## Problem statement
An exact copy of all the data is required, with pictures left out.

## Record excerpts
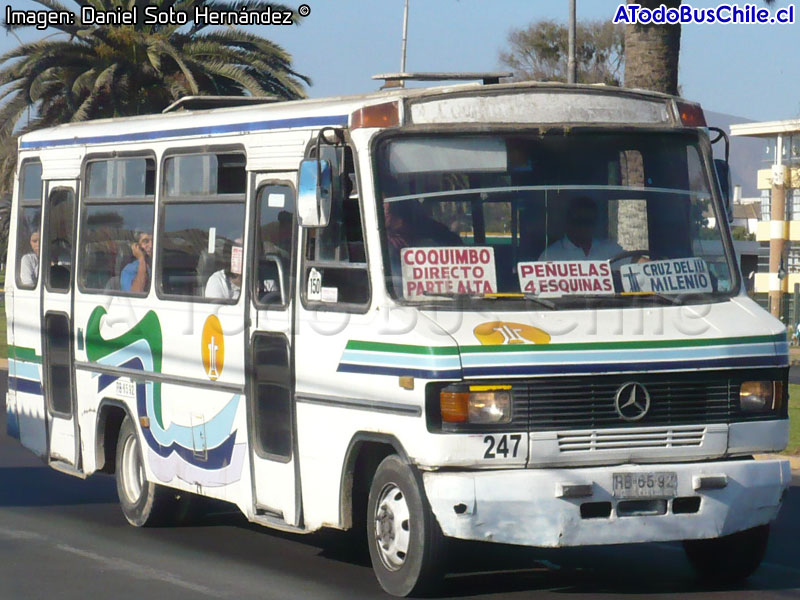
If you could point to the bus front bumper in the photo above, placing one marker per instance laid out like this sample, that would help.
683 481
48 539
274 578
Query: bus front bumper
576 507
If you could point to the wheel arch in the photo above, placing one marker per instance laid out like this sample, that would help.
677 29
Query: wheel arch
110 415
364 453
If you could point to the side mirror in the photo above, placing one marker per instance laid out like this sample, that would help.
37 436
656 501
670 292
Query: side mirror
724 178
314 193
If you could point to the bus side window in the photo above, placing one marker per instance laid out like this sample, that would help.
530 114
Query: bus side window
202 229
118 215
28 234
337 252
275 243
59 242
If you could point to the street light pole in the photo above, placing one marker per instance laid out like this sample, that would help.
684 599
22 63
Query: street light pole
572 65
405 40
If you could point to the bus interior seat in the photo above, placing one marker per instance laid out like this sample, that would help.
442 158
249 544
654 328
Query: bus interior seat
207 265
113 284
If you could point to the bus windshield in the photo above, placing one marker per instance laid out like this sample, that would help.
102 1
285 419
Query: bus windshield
591 216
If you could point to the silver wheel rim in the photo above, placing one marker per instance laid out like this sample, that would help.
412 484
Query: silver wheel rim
132 470
392 527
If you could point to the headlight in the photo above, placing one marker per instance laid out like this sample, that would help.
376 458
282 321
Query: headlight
476 404
760 396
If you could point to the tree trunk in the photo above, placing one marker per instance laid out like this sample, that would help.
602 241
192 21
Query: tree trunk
652 52
651 63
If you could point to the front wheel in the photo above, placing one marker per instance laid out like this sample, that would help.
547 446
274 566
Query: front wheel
143 503
731 558
405 541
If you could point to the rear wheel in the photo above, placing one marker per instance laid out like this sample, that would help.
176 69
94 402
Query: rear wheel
143 503
405 541
730 558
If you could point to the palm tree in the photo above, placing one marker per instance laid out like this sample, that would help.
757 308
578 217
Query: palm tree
652 54
93 71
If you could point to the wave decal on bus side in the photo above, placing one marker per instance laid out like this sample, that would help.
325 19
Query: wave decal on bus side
24 376
24 370
566 358
172 451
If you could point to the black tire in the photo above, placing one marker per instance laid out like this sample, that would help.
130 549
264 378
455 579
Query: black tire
153 505
731 558
419 569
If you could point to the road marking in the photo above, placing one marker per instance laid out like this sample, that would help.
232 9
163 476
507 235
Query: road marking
116 564
139 571
769 565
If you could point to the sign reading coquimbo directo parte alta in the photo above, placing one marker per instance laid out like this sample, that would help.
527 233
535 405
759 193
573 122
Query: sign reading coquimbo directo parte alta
448 271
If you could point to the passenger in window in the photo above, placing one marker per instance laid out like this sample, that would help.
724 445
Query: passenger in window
579 242
29 265
407 226
135 277
226 284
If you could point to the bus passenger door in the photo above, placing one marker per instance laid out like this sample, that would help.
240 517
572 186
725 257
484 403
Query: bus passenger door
270 380
57 272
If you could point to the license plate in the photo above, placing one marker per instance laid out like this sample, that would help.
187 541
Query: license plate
659 484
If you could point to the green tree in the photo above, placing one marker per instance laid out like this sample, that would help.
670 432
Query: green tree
95 71
539 52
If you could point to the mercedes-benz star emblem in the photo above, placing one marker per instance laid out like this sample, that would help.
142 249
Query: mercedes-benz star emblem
632 401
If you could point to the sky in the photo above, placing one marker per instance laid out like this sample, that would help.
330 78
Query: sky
751 71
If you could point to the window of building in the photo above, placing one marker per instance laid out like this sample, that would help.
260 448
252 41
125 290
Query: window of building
29 223
334 260
117 226
202 229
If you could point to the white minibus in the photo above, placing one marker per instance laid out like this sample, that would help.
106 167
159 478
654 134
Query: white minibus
500 312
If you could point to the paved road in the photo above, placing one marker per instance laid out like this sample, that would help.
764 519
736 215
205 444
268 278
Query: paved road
61 537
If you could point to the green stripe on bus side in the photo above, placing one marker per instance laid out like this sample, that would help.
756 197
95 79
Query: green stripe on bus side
401 348
26 354
645 344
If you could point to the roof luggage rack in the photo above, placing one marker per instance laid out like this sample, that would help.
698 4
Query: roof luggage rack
397 79
209 102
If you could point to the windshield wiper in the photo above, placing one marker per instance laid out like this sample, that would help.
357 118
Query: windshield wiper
548 304
457 296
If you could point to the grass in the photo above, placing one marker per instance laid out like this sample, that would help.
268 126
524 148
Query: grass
794 420
3 338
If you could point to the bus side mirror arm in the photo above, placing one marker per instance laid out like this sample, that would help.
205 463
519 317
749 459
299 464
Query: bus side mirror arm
314 193
723 171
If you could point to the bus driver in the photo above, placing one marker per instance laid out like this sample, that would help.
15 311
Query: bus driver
578 242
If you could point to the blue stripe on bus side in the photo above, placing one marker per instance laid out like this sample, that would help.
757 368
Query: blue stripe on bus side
569 369
385 370
12 425
143 136
25 385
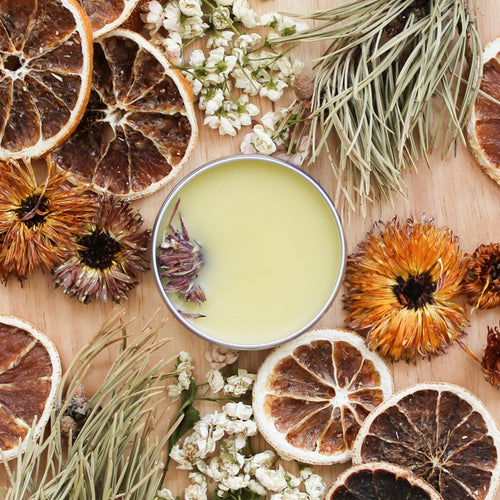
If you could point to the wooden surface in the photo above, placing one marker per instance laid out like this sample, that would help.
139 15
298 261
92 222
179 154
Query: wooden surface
455 192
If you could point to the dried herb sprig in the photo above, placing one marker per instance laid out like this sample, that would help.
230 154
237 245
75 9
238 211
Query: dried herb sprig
374 88
115 454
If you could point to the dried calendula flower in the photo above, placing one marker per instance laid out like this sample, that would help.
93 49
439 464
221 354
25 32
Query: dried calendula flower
109 253
180 260
482 280
400 286
38 221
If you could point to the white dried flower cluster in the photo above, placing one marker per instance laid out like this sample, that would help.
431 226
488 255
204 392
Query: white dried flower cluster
216 453
267 138
237 64
184 375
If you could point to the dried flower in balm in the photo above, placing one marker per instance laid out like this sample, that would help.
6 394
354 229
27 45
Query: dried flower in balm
109 254
400 286
482 281
37 221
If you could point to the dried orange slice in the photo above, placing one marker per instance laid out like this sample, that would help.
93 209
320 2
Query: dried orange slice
106 15
139 128
484 125
45 74
442 433
380 481
312 394
30 372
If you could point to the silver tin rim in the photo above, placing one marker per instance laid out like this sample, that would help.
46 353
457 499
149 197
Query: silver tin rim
156 236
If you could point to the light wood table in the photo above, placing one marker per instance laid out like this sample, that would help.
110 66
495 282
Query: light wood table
455 192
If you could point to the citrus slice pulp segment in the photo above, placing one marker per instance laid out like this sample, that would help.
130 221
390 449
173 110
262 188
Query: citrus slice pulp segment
312 394
30 372
106 15
442 433
139 128
380 481
484 125
45 74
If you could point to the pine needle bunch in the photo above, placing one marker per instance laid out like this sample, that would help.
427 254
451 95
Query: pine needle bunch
114 455
397 77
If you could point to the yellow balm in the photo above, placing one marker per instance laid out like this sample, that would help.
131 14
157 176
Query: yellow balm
272 245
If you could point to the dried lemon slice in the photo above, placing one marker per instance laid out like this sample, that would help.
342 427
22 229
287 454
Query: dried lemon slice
484 124
380 481
442 433
106 15
30 372
45 74
139 128
312 394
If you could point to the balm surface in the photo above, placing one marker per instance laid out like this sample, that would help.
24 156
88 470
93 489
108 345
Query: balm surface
271 245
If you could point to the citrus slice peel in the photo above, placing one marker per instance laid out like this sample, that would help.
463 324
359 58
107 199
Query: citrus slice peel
312 394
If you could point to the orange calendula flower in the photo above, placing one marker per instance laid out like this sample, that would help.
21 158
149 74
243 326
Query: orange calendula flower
108 255
482 280
400 286
37 220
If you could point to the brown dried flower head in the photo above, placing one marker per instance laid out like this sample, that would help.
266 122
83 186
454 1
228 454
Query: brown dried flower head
400 286
490 363
109 253
482 280
38 222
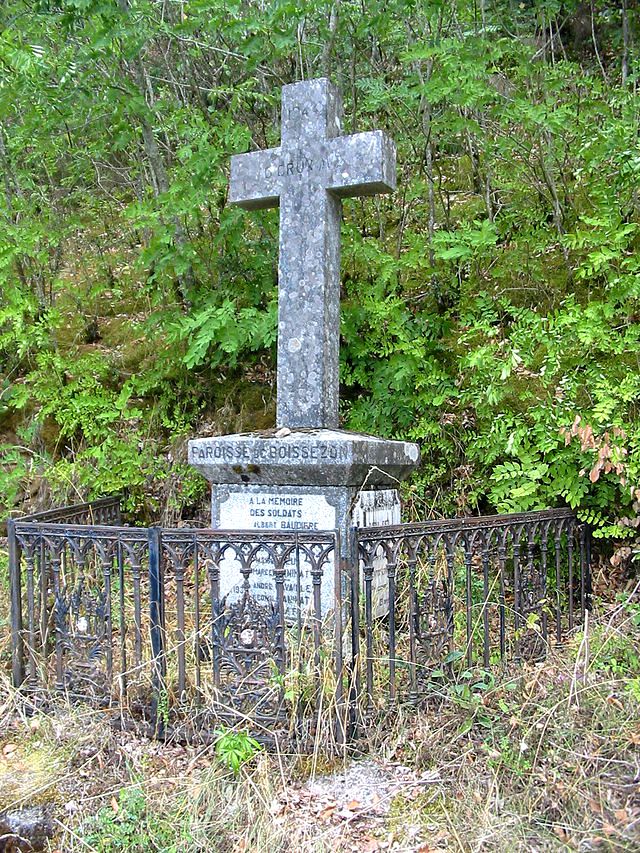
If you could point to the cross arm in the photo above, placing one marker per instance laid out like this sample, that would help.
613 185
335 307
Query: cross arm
362 164
255 180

## Result for this task
If you could point to the bus front bumper in the photo above, placing one marker per instance laid out like this sample, that would help.
683 481
48 539
274 578
Query: bus front bumper
576 507
If you could point to the wheel arch in the photo above, placing one marker per instance laid out like this sample, that would help.
677 29
Query: wheel arch
110 415
364 453
If you could point to the side mirror in the photo above, placing one marker per instance laid out like this sample, that would help.
37 436
656 501
670 292
Query: side mirror
724 178
314 193
If you could point to the bus side window in the photo above, placing one marker per instance laid out like this sample, that would help.
530 114
Query: bus side window
202 229
118 215
28 234
337 252
275 243
59 242
If you could point to the street light pole in the photo above, placing one marker per instance laid out like this sample, that would help.
684 599
22 63
Query: street light pole
572 65
405 40
If you could point to the bus interior seat in the photo above, placing one marker per instance laid out like this sample, that would help.
442 158
249 544
654 328
Query: bus interior seat
207 265
113 284
If you could point to the bus windshield in the photo above, placing one marker per instance laid out like this sample, that would help.
102 1
285 419
Query: bus windshield
591 216
If you could point to the silver wheel rim in the photo above, placing one marker per instance laid out like this sample, that would help.
412 484
Query: silver wheel rim
132 470
392 527
If you could point to the headlight in the photo above, placing one marker per instance laid out like this sample, that would help.
376 458
282 321
Query: headlight
476 404
760 396
If you could point to the tree trunk in the photo above, placing one marker per instance laid out like this sample, that would help.
602 241
192 21
Query: tree trunk
652 52
651 63
If you could point to the front wheel in the photo above, placing one marker per instance laid out like this sample, that would help.
547 446
274 566
Query: front wheel
143 503
731 558
405 541
If you could point to the rear wheel in the photo above, placing one marker per instance laid out like this sample, that would help.
176 69
94 402
Query: rear wheel
143 503
405 541
730 558
If you could point to the palm tree in the photo above, placing one marker per instance laid out like this sample, that would help.
757 308
578 217
Query: palm tree
652 54
93 71
If you could point to the wave decal on bus side in the photo above, placing one marker per instance laid out like this sample, that would help.
325 19
Query: wave decal on bus side
24 376
24 370
566 358
172 451
If you could point to the black tire in the photo above, placing one marker per instance laid out like this sample, that would help.
130 549
264 378
455 579
Query: black tire
153 505
731 558
419 569
If you could point to the road marking in the photo above, placing one marker per instance laid out like this sample, that would help.
232 9
163 476
507 235
Query: road marking
116 564
139 571
769 565
If you could point to the sign reading coquimbo directo parte alta in the photo above, placing one marker per instance laid out like this sample, that would help.
527 233
535 405
759 193
573 122
Query: sign reading coquimbo directo parte alta
448 271
If you could point to the passenger in window in the photo above, placing one marker per instance laid out like this sample, that would help.
724 445
Query: passenger in window
579 242
29 265
407 226
135 277
226 284
If you could point to the bus passenger door in the photo above, placing one marker per instance laid out like this sample, that would help.
240 517
572 186
725 257
484 403
Query: bus passenger door
270 380
57 272
If you could point to the license plate in the photo above, placing one marker per instance laid out like this sample, that would help.
187 541
Query: license plate
659 484
If you could point to the green tree in the photo above, placing one marker per instance laid out like this sample, that would help.
670 432
Query: green tree
95 71
539 52
If you could point to the mercedes-benz star emblem in the photo above, placing one marker per instance laid out like this sample, that would help.
142 249
Query: mercedes-benz star emblem
632 401
If you could point to the sky in the photo above, placing one marker per instance laid out like this sample, that would help.
330 78
Query: sky
751 71
If you could point to the window of building in the photo above, placing one marker per instance laid out like this sample, that would help.
260 448
252 41
125 290
Query: window of building
29 223
334 260
117 226
202 229
If you could point to the white minibus in the photo above, placing one marker per instance laid out like this sample, that would help.
106 167
159 478
654 134
Query: white minibus
500 312
If you could point to the paved road in the photo above, placing one marker per instance laid out like this sample, that would help.
764 519
736 215
205 444
268 278
Query: paved road
61 537
If you could point to the green stripe on bus side in the photo above, placing one marker per instance laid out like this sample, that would help.
756 197
95 79
Query: green stripe on bus side
401 348
26 354
645 344
If you could point to the roof luggage rack in the photo above, placing one marker per instance laid out like this sample, that would help.
698 4
Query: roof luggage rack
397 79
209 102
If you could point to the windshield wiper in the photo above, placing one marker per instance laid out like this sample, that would help.
357 118
Query: windshield wiper
548 304
457 296
If you could point to the grass in the photo above, placing one marker per instance laid out like this sample, that would help.
268 126
524 148
Query: grass
794 420
3 338
If you could point to the bus side mirror arm in the photo above, placing one marker per instance laid out like this sample, that would help.
205 463
519 317
749 459
299 464
Query: bus side mirror arm
314 193
723 171
If you could point to the bus driver in the photo above, placing one marker per instance laid out like this sample, that would help.
15 311
Query: bus driver
578 242
If you could point to the blue stripe on bus side in the photo above, placing one marker per instance laid out like this sample, that would help.
757 368
Query: blue stripe on bus side
569 369
385 370
12 425
143 136
25 385
If you could point to the wooden surface in the photo above, placing one marker per instance laid out like this sample, that would help.
139 15
298 261
92 222
179 154
Query: wooden surface
455 192
If you could point to the dried herb sprig in the photo above, placing one marker per instance laid out like this sample, that would help.
230 154
237 245
75 9
238 211
Query: dried herb sprig
374 88
115 454
If you could point to the dried calendula flower in the photo above, placing one marker per instance laid out like this sample, that would help.
93 49
439 464
221 354
25 32
Query: dried calendula flower
109 253
180 260
482 280
400 286
38 221
If you could point to the white dried flower cluster in the photo above, placing one marker per instance laid out like this sample, that would help.
431 226
488 255
204 392
Query: white dried flower cluster
216 453
267 138
237 64
184 375
If you could point to the dried flower in balm in the photo above, placing one marker per instance laid out like this sample, that would help.
6 394
354 229
27 45
Query: dried flower in balm
109 254
400 286
482 281
37 221
If you could point to the dried orange slice in the photo above, placing one marker per instance laid out like this sample, that would help.
93 209
320 2
Query: dried orange slice
106 15
139 128
484 125
45 74
442 433
380 481
312 394
30 372
If you could point to the silver tin rim in the photo above, placing one marker per instance laid out like this sample, that would help.
46 353
457 499
149 197
Query: silver tin rim
156 236
If you could point to the light wood table in the photo above, placing one marker per instance laid out like this sample, that would help.
110 66
495 282
Query: light wood table
455 192
If you could point to the citrus slice pulp segment in the photo above, placing one marker per instance laid out like this sample, that would help.
130 221
390 449
173 110
262 188
Query: citrus slice pulp segment
312 394
30 372
106 15
442 433
139 128
380 481
484 125
45 74
If you could point to the pine needle bunch in the photo above, placing one marker per instance laid out like this sample, that would help.
427 254
451 95
Query: pine needle bunch
114 455
397 77
If you could point to the yellow balm in the photo above, placing one marker per instance laid out like this sample, that would help.
131 14
157 176
Query: yellow balm
272 245
If you could point to the dried lemon slice in the photo above, placing one marker per instance laid out like this sample, that would help.
342 427
22 229
287 454
Query: dried lemon slice
484 124
380 481
442 433
106 15
30 372
45 74
139 128
312 394
If you could point to the balm surface in the photo above, placing one marker per instance laid out like this sample, that would help.
24 156
88 470
93 489
108 345
Query: balm surface
271 245
If you could point to the citrus slice peel in the photo above, placing one marker per instance laid out like this sample, that would help.
463 324
359 58
107 199
Query: citrus slice peel
312 394
If you could point to the orange calendula flower in the photo above, placing one marker per instance laid out like this sample, that would help.
21 158
149 74
243 326
Query: orange calendula flower
108 255
482 280
400 286
37 220
If you could point to the brown dried flower head in the photo above, placing one marker per instance laid out like this sample, that would help.
266 122
83 186
454 1
228 454
Query: brown dried flower head
400 286
490 363
109 253
482 280
38 222
If you could point to the cross arm in the photo above, placing one marker per instance laid out like this sample, that would help.
613 185
335 307
Query: cross arm
362 164
255 180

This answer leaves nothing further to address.